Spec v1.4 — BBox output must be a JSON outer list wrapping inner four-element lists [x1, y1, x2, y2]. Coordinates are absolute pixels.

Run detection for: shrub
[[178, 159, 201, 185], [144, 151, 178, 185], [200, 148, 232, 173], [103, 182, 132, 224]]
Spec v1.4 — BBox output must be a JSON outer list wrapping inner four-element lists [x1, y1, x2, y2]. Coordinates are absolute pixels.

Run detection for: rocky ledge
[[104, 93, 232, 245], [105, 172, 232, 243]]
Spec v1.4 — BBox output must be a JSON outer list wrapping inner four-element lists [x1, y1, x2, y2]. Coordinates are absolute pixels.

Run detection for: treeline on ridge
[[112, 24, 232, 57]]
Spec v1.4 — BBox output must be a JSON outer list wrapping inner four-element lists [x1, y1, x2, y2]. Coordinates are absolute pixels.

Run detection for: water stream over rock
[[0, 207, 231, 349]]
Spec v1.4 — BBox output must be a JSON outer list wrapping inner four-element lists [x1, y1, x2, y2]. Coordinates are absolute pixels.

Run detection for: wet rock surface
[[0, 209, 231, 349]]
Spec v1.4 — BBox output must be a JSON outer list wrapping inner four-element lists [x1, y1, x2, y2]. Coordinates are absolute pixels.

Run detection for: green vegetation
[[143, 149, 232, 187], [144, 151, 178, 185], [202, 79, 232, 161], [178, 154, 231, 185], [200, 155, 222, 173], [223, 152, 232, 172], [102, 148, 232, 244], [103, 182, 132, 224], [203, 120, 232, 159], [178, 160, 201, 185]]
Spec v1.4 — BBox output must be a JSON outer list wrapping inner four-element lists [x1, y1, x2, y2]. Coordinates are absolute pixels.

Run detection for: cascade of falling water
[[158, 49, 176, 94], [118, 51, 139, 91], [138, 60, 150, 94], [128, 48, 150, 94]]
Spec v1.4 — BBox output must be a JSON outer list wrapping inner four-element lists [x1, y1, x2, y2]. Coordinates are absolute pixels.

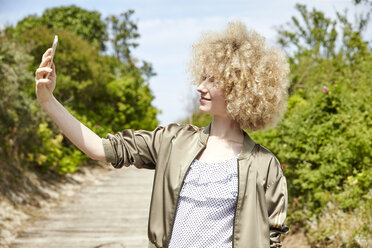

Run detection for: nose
[[197, 78, 208, 94]]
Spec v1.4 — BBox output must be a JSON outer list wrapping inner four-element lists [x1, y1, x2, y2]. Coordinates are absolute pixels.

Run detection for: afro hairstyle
[[188, 20, 290, 131]]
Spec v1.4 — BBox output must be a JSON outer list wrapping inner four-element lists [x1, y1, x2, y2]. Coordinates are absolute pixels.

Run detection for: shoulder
[[252, 143, 284, 187], [165, 122, 201, 131], [159, 122, 202, 135], [254, 143, 280, 164], [134, 123, 200, 134], [144, 123, 202, 141]]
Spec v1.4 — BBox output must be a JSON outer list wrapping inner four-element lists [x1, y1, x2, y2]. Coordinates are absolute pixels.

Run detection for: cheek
[[212, 94, 227, 111], [210, 87, 223, 97], [212, 89, 225, 102], [218, 98, 227, 112]]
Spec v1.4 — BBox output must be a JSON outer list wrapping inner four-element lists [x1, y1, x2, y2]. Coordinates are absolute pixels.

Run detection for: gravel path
[[10, 166, 154, 248]]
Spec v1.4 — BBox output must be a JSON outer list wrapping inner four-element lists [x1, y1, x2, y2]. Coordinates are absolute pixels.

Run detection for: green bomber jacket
[[101, 122, 289, 248]]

[Problem requirements] Return the entries above exactly as they appear. Pictures should not be copied.

[Result of this task]
Spec v1.4 — BBox output must be a JSON outer list wrapping inner four-element lists [x1, y1, x2, y2]. Coordinates are absolute pixels.

Run detection for: shrub
[[178, 159, 201, 185], [144, 151, 178, 185], [200, 148, 232, 173], [103, 182, 132, 224]]
Spec v1.4 — BBox output must be a JSON outer list wrapping inner four-element lists [x1, y1, x2, y2]. Coordinates are absolute pixels.

Run detection for: rocky ledge
[[104, 93, 232, 245], [105, 172, 232, 243]]
Spec v1.4 — BBox output must be a JSON outer list wrapping inner four-element lists [x1, y1, x2, y2]. Coordinates are absolute pixels.

Run detection for: treeline on ridge
[[112, 24, 232, 57]]
Spec v1.4 — BBox output must be a JSON outer list wrapping inner four-element lists [x1, y1, x2, y2]. Coordinates are absolute pixels.

Run detection for: water stream over rock
[[0, 207, 231, 349]]
Spec v1.4 — BBox output must be a JSON outer list wrapping inner four-element lists [x1, y1, x2, y2]. Coordinates are absolute pixels.

Run detection for: wet rock surface
[[0, 209, 231, 349]]
Spec v1.4 — BBox output must be a JSON outer list wrapping inner four-element lists [x1, y1, x2, y2]. Coordinates are absolute pixels.

Run detection for: green vegetation
[[143, 149, 232, 187], [144, 151, 178, 185], [202, 79, 232, 161], [178, 154, 231, 185], [200, 155, 222, 173], [223, 152, 232, 172], [102, 148, 232, 244], [103, 182, 132, 224], [203, 120, 232, 159], [178, 160, 201, 185]]
Spec v1.4 — BBox output must be a JSON outer list wrapping inner four-element lists [x1, y1, x2, y2]. Coordinates are absolute pixels.

Run detection for: cascade of falling water
[[158, 49, 176, 94], [118, 51, 139, 91], [138, 60, 150, 94], [128, 48, 150, 94]]
Spec v1.4 — BBox output must be a JSON outer list wrapping inner four-element lists [x1, y1, x2, y2]. Coordinates are absolute pixels.


Run detection for: nose
[[197, 78, 208, 94]]
Spec v1.4 — BBox output must be a JSON outer list wrapping inner four-element lists [x1, y1, x2, y2]. Coordinates are absolute pixels.

Run detection for: afro hairstyle
[[188, 20, 290, 131]]
Spec v1.4 — BBox output must be a JSON outer list wrapping inner four-element lists [x1, y1, x2, y2]. Coordinates are absolute pixels.

Run detection for: shoulder
[[252, 143, 284, 187], [165, 122, 201, 131], [159, 122, 202, 135], [254, 143, 280, 164], [134, 123, 200, 134], [144, 123, 202, 141]]
Spec v1.4 — BBox output must be a JSON outer list wrapping inner four-element lists [x1, y1, x2, y2]. Coordinates are absolute pixels.

Run detection for: cheek
[[212, 94, 227, 111], [210, 87, 223, 97], [212, 89, 225, 102], [218, 98, 227, 112]]
Spec v1.4 — BBox output must be a JSON outer list wrapping inner four-element lists [x1, y1, x2, y2]. Coordinates are absolute pixels.

Run detection for: gravel path
[[10, 166, 154, 248]]
Spec v1.4 — BBox output must be a JSON outer list wrapping inner four-element lists [x1, y1, x2, y2]. Coordinates are absolute pixels.

Run detection for: green bomber jacket
[[101, 122, 289, 248]]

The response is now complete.